A further theme of 2014 was the potential impact of general
litigation decisions on class action practice. In particular, two
decisions released by the Supreme Court in 2014 – Hryniak and Sattva – could significantly
affect how defendants approach the defence of class actions:
Hryniak, by giving defendants a stronger tool for
disposing of claims prior to trial, and Sattva, by opening
the door to new arguments against certification of issues involving
interpretation of contracts.
Hryniak: Summary Judgment Now a Stronger Tool in the
Class Action Defendant's Toolbox
In particular, the strengthening of summary judgment provides a
more viable option for defendants to dispose of novel claims
without incurring the time and expense of a full common issues
trial. Although the Hryniak case concerned the summary
judgment rule in Ontario, the Supreme Court did not limit the
application of its reasoning to Ontario.
Within a few months of the release of Hryniak, we saw
evidence that courts across Canada would apply Hryniak to
dispose of issues in class actions efficiently. As we discussed in
earlier blog post, in March 2014, the Alberta Court of Appeal
partially overturned a lower court's
dismissal of an application for summary judgment in an
environmental contamination class action. In dismissing part of the
representative plaintiff's claim, the Court of Appeal held that
Hryniak's emphasis on promoting timely and affordable access to
justice should also be applied to Alberta's summary judgment
Given the lead time required to bring a summary judgment motion,
we anticipate that 2015 will bring more decisions on summary
judgment motions in class actions, which will provide more clarity
as to how class action defendants can most effectively employ
Sattva: Common Contractual Terms May Not Raise Common
In Sattva, the Supreme Court re-classified the
interpretation of contractual terms as a question of mixed fact and
law, as opposed to a question of law. In reaching this holding, the
Court emphasized the importance of "surrounding
circumstances" to the interpretation of contracts. The Court
also noted that "the nature of the evidence that can be relied
upon under the rubric of 'surrounding circumstances' will
necessarily vary from case to case."

== Problems to work on ==
1. Answer these questions using the class action passage:
(a) Which two Supreme Court decisions released in 2014 does it name?
(b) Which court partially overturned a lower court's dismissal of a summary judgment application in March 2014?
(c) In Sattva, how did the Supreme Court re-classify the interpretation of contractual terms?
2. Reproduce the class action passage between "Hryniak: Summary Judgment" and "reasoning to Ontario.", inclusive.

== Data lines ==
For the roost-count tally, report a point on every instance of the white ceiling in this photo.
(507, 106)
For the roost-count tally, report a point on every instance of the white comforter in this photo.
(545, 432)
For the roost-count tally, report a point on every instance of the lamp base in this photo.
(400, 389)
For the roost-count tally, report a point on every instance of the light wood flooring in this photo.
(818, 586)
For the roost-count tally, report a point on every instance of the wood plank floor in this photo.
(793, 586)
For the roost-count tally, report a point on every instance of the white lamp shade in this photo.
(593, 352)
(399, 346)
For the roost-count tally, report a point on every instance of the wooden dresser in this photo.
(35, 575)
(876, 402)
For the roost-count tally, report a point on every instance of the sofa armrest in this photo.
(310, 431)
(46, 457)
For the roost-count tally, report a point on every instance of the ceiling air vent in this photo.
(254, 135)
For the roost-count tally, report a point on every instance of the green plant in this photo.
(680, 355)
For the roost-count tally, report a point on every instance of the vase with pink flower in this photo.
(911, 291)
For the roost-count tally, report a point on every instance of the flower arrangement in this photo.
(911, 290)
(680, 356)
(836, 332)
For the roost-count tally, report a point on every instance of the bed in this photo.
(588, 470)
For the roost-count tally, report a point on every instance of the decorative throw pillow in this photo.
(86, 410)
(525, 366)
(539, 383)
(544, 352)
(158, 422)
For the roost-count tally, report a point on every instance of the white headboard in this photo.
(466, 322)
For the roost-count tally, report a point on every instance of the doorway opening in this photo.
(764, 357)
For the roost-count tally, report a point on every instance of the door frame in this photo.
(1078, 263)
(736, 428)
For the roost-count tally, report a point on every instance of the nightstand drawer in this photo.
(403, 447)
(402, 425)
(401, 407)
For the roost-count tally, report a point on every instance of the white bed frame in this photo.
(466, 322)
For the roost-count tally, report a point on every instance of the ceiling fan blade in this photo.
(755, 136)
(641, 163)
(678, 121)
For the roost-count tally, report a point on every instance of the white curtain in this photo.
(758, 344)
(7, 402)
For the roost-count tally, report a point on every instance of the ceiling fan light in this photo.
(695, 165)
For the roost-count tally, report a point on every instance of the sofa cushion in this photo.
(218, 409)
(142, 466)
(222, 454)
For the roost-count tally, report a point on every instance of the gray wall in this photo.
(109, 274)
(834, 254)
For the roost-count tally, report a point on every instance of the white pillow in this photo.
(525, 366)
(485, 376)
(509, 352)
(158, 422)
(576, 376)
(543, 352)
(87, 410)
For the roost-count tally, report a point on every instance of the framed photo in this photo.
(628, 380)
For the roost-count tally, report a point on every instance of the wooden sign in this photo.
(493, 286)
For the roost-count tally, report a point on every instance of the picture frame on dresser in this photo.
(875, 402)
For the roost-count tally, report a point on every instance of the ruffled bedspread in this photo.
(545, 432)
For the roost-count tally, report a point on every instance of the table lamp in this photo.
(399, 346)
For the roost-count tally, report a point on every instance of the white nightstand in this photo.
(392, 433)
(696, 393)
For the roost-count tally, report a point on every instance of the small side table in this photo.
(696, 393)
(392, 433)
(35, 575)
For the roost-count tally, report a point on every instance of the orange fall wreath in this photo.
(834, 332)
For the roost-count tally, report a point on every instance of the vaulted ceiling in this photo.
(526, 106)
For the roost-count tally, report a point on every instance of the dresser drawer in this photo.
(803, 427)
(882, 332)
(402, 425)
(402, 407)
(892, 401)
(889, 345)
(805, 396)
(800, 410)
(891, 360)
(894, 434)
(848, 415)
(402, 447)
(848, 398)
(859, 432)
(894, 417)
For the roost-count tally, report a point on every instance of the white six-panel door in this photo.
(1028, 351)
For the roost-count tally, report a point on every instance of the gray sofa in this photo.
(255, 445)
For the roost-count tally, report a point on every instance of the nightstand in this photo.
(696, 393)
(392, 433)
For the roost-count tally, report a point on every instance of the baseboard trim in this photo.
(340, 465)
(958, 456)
* * *
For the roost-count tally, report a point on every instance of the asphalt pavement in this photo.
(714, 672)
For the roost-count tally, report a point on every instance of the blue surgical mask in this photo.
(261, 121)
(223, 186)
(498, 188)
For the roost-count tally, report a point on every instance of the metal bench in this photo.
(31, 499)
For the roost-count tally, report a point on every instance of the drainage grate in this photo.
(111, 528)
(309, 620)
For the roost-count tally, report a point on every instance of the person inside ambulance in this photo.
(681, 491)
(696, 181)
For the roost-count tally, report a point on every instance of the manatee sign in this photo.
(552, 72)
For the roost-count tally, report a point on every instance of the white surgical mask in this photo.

== Worked answers ==
1.
(a) Hryniak and Sattva.
(b) The Alberta Court of Appeal.
(c) As a question of mixed fact and law, rather than a question of law.

2.
Hryniak: Summary Judgment Now a Stronger Tool in the
Class Action Defendant's Toolbox
In particular, the strengthening of summary judgment provides a
more viable option for defendants to dispose of novel claims
without incurring the time and expense of a full common issues
trial. Although the Hryniak case concerned the summary
judgment rule in Ontario, the Supreme Court did not limit the
application of its reasoning to Ontario.